DESCRIPTION OF THE TASK -
Wherever a line of the listing holds the string "clock", copy that line.

DATA -
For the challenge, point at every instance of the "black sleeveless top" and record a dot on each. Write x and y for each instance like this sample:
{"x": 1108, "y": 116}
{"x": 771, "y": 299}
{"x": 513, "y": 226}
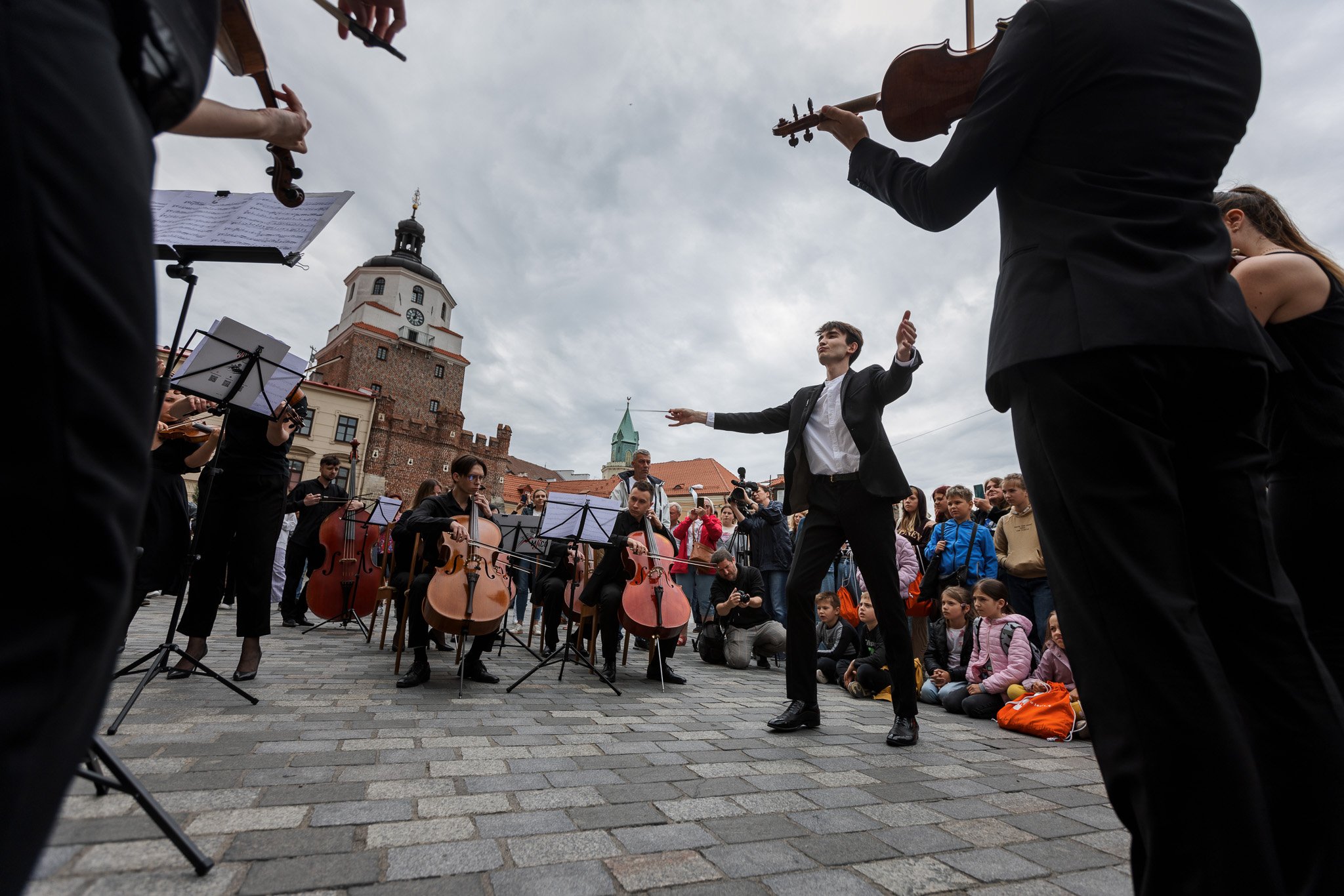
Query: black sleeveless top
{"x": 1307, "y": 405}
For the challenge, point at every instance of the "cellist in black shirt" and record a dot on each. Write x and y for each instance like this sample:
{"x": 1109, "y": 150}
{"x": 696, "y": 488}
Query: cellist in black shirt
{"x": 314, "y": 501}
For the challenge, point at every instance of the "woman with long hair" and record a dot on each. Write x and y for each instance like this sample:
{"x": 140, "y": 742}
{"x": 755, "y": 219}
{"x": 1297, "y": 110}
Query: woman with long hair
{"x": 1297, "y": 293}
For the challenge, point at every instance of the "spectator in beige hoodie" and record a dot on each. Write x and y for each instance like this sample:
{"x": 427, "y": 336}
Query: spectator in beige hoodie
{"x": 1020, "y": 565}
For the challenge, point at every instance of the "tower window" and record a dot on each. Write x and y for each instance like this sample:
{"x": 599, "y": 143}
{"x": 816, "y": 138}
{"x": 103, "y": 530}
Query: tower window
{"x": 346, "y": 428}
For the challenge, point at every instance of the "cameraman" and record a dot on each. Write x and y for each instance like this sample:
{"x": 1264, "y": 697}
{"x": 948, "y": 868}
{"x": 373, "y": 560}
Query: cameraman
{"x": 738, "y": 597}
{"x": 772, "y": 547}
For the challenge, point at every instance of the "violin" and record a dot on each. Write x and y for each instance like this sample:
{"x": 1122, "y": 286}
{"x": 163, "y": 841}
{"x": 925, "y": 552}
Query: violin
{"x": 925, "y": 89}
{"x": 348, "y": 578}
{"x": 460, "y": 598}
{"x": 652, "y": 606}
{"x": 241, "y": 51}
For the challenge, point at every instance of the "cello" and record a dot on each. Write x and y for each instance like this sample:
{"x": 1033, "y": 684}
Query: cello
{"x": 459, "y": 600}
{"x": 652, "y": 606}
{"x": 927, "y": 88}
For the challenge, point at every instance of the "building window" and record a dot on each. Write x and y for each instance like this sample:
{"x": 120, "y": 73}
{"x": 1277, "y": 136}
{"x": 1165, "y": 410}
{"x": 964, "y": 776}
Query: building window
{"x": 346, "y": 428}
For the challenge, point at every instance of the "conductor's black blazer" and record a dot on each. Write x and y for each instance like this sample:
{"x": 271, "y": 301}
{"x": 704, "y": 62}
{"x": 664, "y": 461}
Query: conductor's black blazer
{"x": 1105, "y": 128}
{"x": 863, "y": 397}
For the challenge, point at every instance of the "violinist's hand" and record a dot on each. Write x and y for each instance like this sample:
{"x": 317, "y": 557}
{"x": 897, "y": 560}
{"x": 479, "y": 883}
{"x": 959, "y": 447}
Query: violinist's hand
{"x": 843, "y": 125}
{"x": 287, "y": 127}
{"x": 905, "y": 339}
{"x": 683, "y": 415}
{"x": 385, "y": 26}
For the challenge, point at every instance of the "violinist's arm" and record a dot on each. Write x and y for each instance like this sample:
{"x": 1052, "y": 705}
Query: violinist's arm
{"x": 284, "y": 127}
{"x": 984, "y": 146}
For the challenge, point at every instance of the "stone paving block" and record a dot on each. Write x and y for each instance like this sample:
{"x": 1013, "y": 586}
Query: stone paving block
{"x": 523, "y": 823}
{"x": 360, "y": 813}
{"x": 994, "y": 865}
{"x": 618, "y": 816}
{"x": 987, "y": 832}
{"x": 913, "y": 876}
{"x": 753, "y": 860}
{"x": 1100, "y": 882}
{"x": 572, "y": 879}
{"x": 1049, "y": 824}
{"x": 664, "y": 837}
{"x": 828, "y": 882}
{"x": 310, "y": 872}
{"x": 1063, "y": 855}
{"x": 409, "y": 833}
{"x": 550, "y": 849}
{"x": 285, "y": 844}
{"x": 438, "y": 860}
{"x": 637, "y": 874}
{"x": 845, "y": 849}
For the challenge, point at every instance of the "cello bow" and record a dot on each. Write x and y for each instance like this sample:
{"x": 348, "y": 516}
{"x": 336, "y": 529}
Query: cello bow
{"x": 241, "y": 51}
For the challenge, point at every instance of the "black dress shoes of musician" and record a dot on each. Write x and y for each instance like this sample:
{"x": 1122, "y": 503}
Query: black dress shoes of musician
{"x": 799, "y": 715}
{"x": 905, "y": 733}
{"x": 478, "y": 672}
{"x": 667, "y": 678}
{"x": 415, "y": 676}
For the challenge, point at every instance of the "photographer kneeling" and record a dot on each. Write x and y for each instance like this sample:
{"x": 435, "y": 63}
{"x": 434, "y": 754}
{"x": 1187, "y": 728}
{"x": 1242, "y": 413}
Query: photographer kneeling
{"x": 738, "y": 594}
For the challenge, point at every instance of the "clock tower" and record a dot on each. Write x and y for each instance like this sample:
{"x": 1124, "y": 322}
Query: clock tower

==

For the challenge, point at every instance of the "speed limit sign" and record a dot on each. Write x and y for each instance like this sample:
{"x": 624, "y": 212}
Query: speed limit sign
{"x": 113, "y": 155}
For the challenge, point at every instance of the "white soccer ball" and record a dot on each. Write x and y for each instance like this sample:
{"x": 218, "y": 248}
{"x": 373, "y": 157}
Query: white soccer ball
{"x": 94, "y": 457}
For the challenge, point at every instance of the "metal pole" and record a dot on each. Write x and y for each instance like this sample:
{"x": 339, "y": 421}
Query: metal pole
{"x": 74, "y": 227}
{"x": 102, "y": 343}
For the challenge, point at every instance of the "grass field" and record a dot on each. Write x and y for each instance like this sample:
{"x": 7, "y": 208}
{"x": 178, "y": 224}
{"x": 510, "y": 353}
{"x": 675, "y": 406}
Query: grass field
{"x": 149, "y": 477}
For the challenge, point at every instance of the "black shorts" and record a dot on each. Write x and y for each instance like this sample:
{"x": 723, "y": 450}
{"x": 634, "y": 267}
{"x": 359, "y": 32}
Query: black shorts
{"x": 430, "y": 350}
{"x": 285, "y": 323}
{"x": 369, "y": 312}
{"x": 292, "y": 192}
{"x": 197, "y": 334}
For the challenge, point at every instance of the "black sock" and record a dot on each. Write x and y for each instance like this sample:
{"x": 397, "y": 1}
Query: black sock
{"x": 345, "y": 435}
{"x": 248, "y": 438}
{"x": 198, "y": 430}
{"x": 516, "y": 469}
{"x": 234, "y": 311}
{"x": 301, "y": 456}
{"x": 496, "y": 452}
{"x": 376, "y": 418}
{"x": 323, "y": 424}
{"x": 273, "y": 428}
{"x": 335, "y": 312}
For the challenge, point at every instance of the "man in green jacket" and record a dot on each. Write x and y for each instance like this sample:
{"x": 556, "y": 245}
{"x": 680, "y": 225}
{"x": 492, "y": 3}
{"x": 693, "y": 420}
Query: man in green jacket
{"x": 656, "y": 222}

RESULT BELOW -
For the challenge, point at every instance of the "clock tower" and record a dot on each. Write x and y for each instance like this sample:
Query: clock tower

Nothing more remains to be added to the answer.